Rewrite every one of the following entries with "sample" replaced by "example" and all other text left unchanged. Leave the pictures out of your answer.

___

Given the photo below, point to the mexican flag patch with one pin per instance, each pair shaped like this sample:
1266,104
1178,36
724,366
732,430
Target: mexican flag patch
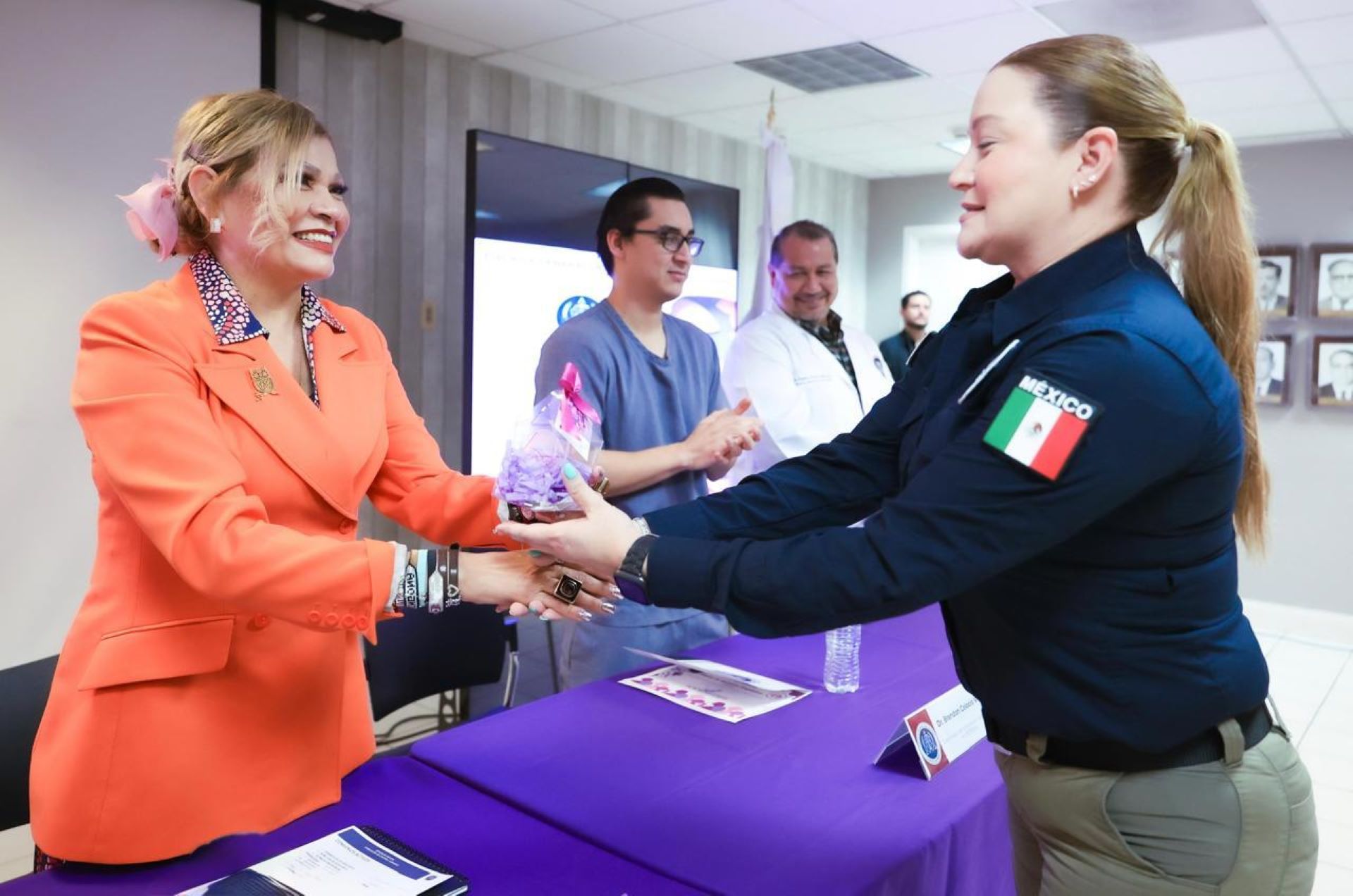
1041,424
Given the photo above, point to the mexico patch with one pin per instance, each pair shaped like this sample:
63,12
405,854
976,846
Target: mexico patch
1041,424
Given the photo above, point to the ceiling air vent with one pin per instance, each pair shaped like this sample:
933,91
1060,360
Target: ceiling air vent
832,68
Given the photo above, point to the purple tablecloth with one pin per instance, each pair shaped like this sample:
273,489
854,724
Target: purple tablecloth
500,849
785,803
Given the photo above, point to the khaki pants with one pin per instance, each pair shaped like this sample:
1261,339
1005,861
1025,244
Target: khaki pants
1240,828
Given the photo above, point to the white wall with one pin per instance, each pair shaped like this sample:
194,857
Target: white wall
1299,198
92,89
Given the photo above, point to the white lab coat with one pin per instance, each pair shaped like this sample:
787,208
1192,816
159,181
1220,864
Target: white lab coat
798,389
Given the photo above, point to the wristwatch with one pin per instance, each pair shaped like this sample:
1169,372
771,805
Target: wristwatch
629,577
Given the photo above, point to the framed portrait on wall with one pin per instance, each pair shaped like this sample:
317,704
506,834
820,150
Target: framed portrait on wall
1332,366
1333,279
1272,370
1275,282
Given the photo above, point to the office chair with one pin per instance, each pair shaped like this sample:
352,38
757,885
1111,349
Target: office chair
424,655
25,690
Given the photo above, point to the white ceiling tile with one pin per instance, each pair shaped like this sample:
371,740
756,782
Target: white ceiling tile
916,160
629,97
875,137
723,123
1151,20
703,89
1323,41
1335,82
1278,120
1218,95
968,46
444,39
1344,108
746,29
620,53
906,99
544,70
504,23
1303,10
626,10
884,18
800,116
1230,54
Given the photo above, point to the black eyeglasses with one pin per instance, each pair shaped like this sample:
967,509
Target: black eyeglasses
672,239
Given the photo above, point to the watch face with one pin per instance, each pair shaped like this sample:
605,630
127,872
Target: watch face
632,587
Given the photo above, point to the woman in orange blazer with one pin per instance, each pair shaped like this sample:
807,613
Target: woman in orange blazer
213,680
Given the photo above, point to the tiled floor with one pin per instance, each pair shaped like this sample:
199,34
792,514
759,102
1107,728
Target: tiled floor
1310,657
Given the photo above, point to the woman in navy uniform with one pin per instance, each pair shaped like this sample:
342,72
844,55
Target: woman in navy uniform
1065,467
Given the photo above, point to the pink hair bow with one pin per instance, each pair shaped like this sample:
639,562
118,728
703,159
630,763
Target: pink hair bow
152,214
575,406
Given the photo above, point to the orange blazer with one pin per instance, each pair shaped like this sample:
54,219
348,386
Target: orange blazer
213,683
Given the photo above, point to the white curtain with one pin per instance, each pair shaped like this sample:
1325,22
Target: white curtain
777,213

___

Written solution:
Given the photo below, point to the mexican flag patch with one pin per instance, each pair shaped like this example:
1266,104
1178,36
724,366
732,430
Target: mexican flag patch
1041,424
Given the photo above, point to the mexico patch with one pin per instance, each pair shaped like this example:
63,12
405,854
976,846
Target: mexico patch
1041,424
Given the photo above, point to the ceiling air vent with one pin per instance, each pair shaped like this example:
933,91
1060,360
Target: ceiling air vent
832,68
Given the photo above, point to the purple tablecloth with one pin per instance, each pair shaped like this example:
273,489
854,724
Target: purple tablecloth
500,849
785,803
Given the photo above, point to the khaki pants with one pin per instance, each pair shaped like this example:
1261,339
1005,861
1025,244
Target: khaki pants
1240,828
Given the photo above, point to the white wall with one pin per instance, each pair shaped like this example:
194,857
Target: white wall
1299,198
92,89
Given the photo above, point to the white lab coat with one pin per instance, each pair shaped like this example:
787,208
1192,816
159,181
1220,864
Target: white lab coat
798,389
Given the photo above, point to the wristwatch with one pin per instance, each pair shaped like this example:
1169,372
771,805
Target: wristwatch
629,577
Given the photo above, point to the framed portrait on wall with one pin per instance, each pair shaped like this example:
317,704
506,834
820,150
Target: framed portrait on wall
1332,366
1333,279
1272,370
1275,282
Given the photo above, point to the office chair with one pin per instance, each pair shaped like this example:
352,38
757,885
1111,349
Target: office chair
424,655
25,690
Given the photo above, point to the white ceiling tile with one pin per instance, each pair shaped like this example:
371,740
756,782
Target: white ceiling tile
916,160
629,97
875,137
723,123
1151,20
703,89
1323,41
1335,82
1278,120
1218,95
968,46
444,39
1344,108
746,29
620,53
906,99
544,70
504,23
1303,10
626,10
884,18
800,116
1230,54
Given the photo above, point to the black eyeglasses with one pin per instance, each pair shaped like this example:
967,509
Target: black eyeglasses
672,239
Given the photo above, point to the watch face with one pin per instance, each pair shaped like this example:
605,630
127,872
Target: watch face
632,587
Given the photo above, point to the woman in orange blazer with one pin per instance, each pair shaped like this example:
807,613
Target: woman in orange blazer
213,680
Given the photo above, point to the tiled floor with one pin per instance, each pair shaped like this example:
199,34
792,514
759,102
1107,728
Target: tiled floor
1310,657
Given the photo above, point to the woman in navy uniform with one pin per instance, each pair shaped like this example:
342,72
844,55
Target: woman in navy uniform
1065,467
Given the photo above, point to the pink hair bow with one pin per instance, each pair shaped like this example:
639,562
118,728
703,159
630,763
Target: pink hair bow
152,214
575,406
Given the photo above, point to the orange blazer with one pin per instance, each pair shaped like this example:
54,219
348,386
Target: orange blazer
213,683
Given the photo above, point to the white curtain with one pin per instance, each pair shaped like this example:
1325,22
Target: white curtain
777,213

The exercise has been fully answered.